◆ **Stated problem**
Reproduce verbatim the stretch of rows below from the line containing "of the ceiling" through the line containing "[[499, 15]]".

◆ **Information shown**
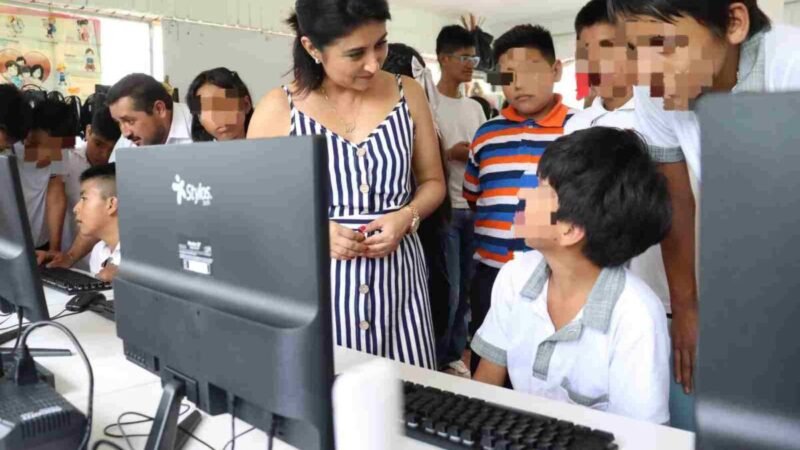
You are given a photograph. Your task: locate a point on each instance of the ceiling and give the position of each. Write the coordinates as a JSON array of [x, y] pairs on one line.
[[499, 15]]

==

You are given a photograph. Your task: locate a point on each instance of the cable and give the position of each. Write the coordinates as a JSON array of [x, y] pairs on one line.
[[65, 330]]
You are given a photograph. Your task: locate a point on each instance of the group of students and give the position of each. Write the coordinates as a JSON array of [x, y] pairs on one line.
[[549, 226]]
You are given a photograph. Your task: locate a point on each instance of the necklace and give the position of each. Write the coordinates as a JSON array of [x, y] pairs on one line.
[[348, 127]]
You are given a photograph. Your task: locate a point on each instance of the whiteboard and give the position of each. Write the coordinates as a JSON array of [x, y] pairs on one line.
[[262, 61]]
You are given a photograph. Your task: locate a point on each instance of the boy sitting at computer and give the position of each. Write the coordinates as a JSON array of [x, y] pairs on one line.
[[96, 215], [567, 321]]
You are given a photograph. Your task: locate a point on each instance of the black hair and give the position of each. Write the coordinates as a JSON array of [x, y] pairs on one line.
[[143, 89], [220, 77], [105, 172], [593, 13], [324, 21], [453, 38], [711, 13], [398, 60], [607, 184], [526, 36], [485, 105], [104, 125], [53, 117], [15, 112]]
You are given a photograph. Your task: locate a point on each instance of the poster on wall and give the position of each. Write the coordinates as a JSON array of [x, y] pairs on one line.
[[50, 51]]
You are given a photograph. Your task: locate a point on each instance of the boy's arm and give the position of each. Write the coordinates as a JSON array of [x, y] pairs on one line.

◆ **In response**
You are given a photograph. Your task: locate a point on each instance of the ceiling and give the position of each. Write the coordinates as a JSON array of [x, y] pairs on one line.
[[499, 15]]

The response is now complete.